04-04-2013 04:09 AM - edited 03-07-2019 12:38 PM
Hello all,
we have two 6509E, as our core switches. Recently I noticed that on some connections I have a high output queue drop rate.
These 4 x 2 interfaces (gigabit) are connected to our blade encolure, consisting of 4 x WS-CBS3120X-S. The utilization of the links is really quite low, when I see the increase of the drops. (~=60Mbps). All the links are fiber (SFP) and the distance between the core switches and the enclosure is about 15-20m.
Can anyone help me figure out what the cause of the drops is? I am not aware of any service degradation on the part of the servers.
No CRCs, collisions etc, on the interfaces, apart from the drops.
The line card is a WS-X6748-SFP, but other interfaces don't seem to be experiencing any problems.
Thank you in advance,
Katerina
04-04-2013 06:44 PM
HI Katerina,
I am not quite sure if QOS has been enabled on the device or not.
Second A common cause of this might be traffic from a high bandwidth link being
switched to a lower bandwidth link or traffic from multiple inbound links
being switched to a single outbound link. For example, if a large amount of
bursty traffic comes in on a gigabit interface and is switched out to a
100Mbps interface, this might cause output drops to increment on the 100Mbps
interface. This is because the output queue on that interface is overwhelmed
by the excess traffic due to the speed mismatch between the inbound and
outbound bandwidths.

• _Dataset records on object locations_:
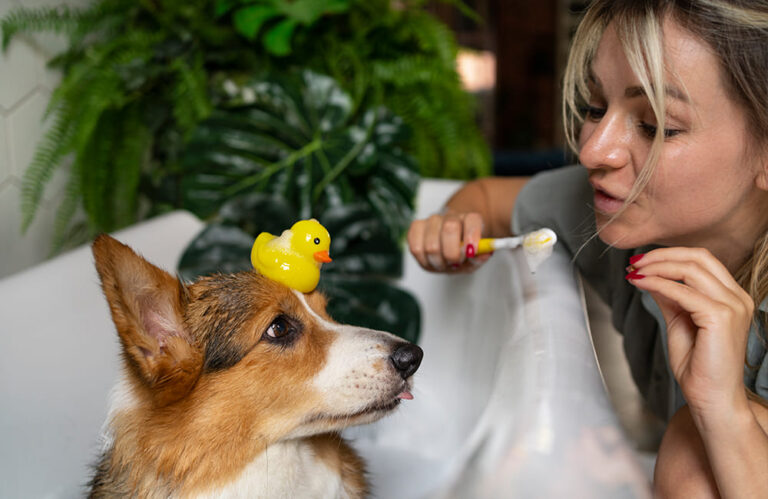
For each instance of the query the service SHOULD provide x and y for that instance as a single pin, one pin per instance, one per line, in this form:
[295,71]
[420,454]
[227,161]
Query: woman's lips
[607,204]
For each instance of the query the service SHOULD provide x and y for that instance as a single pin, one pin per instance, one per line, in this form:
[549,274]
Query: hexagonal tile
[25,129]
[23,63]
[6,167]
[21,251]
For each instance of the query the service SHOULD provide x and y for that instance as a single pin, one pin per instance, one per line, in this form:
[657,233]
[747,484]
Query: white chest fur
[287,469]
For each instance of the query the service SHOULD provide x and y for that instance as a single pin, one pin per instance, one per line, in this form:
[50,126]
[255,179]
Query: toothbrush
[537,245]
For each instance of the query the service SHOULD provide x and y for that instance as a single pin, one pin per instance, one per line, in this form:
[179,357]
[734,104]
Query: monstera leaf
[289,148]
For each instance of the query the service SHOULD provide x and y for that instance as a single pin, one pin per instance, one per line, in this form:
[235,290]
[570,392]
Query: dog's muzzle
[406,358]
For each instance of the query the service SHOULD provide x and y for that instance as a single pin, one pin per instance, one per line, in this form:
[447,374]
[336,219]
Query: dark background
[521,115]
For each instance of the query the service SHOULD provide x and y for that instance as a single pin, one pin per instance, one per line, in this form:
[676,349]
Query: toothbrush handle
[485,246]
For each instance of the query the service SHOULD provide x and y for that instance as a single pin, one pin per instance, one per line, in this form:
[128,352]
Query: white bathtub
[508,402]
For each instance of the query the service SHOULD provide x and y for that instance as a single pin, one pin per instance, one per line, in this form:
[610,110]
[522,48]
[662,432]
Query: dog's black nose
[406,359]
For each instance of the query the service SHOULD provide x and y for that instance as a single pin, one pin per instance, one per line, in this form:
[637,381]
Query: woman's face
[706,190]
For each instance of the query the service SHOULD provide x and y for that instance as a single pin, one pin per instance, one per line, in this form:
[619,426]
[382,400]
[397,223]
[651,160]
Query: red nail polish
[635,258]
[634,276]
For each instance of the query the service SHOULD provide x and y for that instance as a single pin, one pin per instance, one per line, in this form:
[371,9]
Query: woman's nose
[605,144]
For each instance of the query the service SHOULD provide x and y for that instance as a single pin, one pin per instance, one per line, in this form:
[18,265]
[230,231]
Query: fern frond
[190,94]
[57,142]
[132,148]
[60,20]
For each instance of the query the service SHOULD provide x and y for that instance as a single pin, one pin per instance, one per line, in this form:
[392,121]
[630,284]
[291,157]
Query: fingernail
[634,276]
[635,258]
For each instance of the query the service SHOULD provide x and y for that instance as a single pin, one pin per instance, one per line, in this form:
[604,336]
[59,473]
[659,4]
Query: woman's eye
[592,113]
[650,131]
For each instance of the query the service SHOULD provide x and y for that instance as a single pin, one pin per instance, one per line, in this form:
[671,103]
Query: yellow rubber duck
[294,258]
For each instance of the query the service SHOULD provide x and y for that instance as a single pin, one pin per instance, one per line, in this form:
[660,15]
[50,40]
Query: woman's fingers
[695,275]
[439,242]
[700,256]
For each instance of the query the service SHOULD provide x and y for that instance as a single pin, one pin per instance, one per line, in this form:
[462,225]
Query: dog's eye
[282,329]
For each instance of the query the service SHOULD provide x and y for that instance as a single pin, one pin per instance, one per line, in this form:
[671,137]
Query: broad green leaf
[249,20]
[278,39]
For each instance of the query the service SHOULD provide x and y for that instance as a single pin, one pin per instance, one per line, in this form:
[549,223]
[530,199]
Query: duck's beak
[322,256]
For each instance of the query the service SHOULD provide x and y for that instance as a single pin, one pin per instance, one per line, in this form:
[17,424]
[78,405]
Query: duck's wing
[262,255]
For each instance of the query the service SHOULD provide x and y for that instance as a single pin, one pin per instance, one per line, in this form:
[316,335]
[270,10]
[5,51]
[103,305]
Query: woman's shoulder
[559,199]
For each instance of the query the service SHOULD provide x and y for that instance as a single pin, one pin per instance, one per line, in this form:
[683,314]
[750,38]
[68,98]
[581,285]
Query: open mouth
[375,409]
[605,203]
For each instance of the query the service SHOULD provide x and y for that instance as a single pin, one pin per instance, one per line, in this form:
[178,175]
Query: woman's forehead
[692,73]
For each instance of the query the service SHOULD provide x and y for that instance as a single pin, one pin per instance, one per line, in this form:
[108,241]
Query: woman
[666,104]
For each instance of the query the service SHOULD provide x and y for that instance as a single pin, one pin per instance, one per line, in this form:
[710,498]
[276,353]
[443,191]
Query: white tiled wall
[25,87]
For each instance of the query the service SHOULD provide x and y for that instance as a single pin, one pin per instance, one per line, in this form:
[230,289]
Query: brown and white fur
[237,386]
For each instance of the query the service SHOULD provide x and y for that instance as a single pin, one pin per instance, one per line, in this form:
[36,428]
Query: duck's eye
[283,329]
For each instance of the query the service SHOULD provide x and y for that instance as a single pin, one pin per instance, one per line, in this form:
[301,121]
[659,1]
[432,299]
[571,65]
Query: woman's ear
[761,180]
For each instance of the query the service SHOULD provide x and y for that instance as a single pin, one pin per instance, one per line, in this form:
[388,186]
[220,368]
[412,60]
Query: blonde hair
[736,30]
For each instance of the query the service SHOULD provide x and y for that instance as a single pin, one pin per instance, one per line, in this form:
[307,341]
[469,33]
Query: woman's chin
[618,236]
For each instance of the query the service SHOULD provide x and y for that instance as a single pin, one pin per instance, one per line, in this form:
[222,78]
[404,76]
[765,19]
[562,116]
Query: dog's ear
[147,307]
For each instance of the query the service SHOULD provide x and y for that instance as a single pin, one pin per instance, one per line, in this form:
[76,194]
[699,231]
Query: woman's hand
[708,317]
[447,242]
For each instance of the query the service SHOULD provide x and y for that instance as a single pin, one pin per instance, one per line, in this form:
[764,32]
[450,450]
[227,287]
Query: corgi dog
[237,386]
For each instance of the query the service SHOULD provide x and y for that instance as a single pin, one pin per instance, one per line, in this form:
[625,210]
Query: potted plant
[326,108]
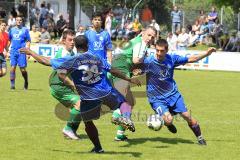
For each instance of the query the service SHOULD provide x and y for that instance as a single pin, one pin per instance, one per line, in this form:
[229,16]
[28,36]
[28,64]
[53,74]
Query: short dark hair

• _STATED PROBLEM_: In the forum thread about output queue drops, what line card model does the original poster name? These records come from a separate source.

• _SOLUTION FOR THIS PROBLEM_: WS-X6748-SFP